◆ WORK REQUIRED: Repeat the lines from the one containing "Where can you see the pine" through the last line of the data, exactly, pictures omitted.

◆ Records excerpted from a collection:
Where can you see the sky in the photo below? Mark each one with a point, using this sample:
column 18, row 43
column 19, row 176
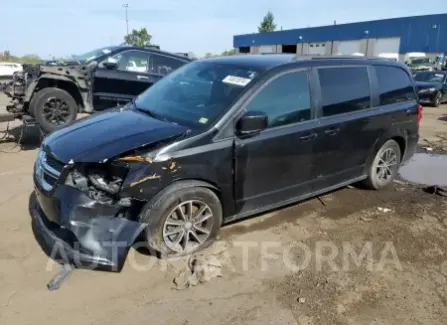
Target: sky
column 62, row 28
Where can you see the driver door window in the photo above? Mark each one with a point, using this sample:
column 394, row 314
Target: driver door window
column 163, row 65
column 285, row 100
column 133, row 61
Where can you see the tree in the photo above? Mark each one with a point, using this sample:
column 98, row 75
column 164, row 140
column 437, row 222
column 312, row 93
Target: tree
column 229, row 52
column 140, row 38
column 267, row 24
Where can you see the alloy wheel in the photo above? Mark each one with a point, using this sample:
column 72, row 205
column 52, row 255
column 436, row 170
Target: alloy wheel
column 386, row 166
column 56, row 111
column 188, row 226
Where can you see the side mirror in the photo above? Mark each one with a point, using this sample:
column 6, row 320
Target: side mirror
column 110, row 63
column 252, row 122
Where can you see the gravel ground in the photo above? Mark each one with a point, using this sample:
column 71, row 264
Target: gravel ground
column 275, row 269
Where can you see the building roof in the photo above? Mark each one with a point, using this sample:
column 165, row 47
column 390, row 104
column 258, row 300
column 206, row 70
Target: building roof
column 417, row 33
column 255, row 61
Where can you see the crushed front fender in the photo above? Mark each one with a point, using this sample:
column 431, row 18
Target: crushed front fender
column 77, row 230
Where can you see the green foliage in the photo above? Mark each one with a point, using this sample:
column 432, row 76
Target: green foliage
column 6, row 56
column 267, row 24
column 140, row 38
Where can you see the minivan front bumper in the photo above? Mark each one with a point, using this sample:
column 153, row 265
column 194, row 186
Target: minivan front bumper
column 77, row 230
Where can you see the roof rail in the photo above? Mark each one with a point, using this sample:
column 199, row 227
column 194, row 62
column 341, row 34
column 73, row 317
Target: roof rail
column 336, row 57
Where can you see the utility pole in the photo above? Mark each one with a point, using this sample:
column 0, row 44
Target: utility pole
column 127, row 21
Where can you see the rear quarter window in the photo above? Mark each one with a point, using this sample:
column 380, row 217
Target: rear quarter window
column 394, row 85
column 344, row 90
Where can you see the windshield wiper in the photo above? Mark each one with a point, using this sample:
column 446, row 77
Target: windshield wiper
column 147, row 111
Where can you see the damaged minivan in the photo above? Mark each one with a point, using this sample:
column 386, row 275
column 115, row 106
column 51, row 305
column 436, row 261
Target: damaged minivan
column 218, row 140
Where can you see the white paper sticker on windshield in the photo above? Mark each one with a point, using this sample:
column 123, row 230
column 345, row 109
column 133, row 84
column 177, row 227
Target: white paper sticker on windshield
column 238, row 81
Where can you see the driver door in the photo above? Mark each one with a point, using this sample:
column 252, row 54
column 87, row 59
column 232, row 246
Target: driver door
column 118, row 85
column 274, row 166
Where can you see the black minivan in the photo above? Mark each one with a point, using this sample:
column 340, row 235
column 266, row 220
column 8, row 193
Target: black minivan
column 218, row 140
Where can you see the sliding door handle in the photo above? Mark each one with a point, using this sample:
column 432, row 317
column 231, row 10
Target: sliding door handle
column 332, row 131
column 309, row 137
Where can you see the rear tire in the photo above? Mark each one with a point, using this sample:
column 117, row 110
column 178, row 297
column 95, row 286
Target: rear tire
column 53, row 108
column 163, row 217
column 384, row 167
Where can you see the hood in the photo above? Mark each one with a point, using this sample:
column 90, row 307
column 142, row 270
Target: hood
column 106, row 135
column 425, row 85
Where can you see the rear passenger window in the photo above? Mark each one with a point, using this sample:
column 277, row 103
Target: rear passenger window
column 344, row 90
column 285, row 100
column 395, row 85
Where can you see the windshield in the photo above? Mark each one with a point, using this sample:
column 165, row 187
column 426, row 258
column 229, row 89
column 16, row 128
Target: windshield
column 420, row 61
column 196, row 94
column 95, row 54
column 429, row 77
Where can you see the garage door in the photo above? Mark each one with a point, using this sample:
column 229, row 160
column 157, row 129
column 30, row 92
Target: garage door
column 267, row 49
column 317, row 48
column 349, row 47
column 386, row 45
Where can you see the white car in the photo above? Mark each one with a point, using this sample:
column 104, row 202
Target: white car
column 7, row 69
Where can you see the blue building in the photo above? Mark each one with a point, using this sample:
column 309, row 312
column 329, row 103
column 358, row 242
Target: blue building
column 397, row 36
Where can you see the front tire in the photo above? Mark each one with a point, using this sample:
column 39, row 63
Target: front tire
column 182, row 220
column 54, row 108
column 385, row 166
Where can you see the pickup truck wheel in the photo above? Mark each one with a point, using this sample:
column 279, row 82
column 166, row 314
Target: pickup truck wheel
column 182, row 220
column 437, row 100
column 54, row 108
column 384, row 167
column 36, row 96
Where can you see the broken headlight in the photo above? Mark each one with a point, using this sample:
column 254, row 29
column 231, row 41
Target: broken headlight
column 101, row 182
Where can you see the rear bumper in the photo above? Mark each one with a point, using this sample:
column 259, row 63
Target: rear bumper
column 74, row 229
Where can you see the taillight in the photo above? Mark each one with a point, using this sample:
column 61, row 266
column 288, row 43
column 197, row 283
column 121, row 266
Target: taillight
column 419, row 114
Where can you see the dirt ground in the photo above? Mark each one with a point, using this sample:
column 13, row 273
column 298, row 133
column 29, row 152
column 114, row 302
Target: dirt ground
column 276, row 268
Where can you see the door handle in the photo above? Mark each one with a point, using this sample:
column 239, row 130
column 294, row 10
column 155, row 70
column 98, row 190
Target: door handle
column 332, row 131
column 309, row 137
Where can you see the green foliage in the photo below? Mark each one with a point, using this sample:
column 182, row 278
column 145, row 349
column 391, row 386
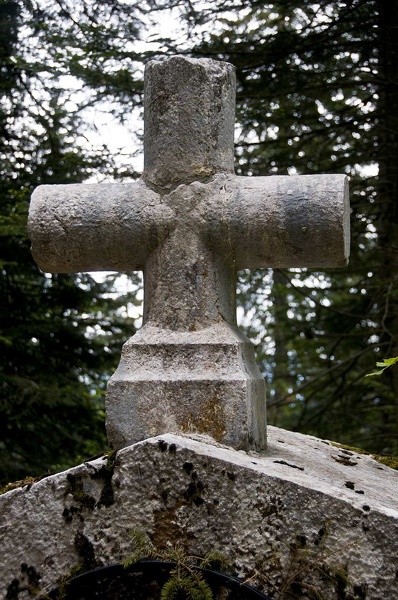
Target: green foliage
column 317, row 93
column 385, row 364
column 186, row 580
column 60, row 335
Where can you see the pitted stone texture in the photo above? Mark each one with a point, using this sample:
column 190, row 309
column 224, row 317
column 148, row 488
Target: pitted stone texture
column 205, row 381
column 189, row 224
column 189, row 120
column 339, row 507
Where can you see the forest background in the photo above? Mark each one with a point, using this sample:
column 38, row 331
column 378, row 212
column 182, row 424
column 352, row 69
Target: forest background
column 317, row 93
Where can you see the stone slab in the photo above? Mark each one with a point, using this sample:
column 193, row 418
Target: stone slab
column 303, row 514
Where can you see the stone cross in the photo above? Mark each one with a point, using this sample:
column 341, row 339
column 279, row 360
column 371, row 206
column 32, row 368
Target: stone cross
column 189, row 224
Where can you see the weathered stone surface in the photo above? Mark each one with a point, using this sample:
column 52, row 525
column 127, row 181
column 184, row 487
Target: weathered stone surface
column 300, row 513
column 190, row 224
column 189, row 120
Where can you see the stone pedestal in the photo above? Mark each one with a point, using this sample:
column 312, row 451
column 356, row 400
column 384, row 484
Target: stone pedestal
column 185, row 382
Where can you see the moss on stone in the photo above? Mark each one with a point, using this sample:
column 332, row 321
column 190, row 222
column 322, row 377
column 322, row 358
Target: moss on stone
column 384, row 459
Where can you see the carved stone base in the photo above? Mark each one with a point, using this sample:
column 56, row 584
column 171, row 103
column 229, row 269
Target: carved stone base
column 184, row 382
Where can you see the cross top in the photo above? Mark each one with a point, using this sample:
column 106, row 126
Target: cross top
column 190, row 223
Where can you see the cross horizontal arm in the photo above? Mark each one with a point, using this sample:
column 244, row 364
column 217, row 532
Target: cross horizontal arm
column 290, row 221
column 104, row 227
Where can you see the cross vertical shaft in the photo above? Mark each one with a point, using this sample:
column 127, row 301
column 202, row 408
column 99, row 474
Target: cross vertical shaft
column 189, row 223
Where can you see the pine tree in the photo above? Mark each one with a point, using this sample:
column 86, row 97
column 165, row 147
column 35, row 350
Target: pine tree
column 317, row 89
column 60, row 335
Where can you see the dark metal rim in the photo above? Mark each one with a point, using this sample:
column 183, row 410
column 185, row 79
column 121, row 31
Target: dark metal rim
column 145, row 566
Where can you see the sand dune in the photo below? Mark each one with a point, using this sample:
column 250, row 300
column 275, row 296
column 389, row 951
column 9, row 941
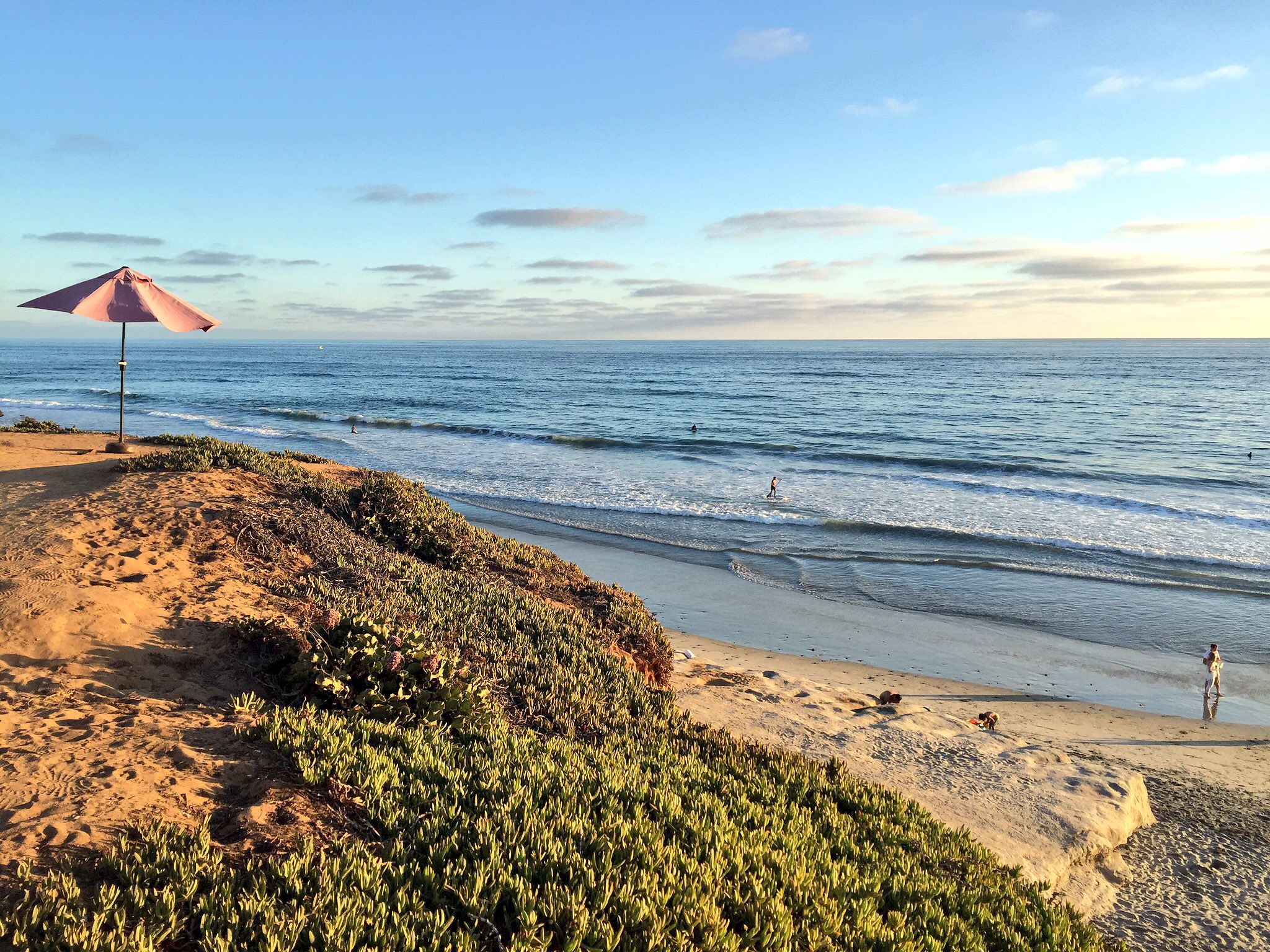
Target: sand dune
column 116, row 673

◆ FULL OUTPUT:
Where can you see the pine tree in the photo above? Mark each one with a point, using this sample:
column 86, row 97
column 165, row 147
column 35, row 350
Target: pine tree
column 317, row 89
column 60, row 335
Where can you see the dark metal rim in the photo above? Mark each one with a point, using this sample:
column 183, row 410
column 185, row 79
column 121, row 31
Target: dark metal rim
column 145, row 566
Where can you see the sand dune in the photo below? Mark each one with a point, using this sample:
column 250, row 300
column 275, row 296
column 389, row 951
column 9, row 941
Target: sand dune
column 116, row 673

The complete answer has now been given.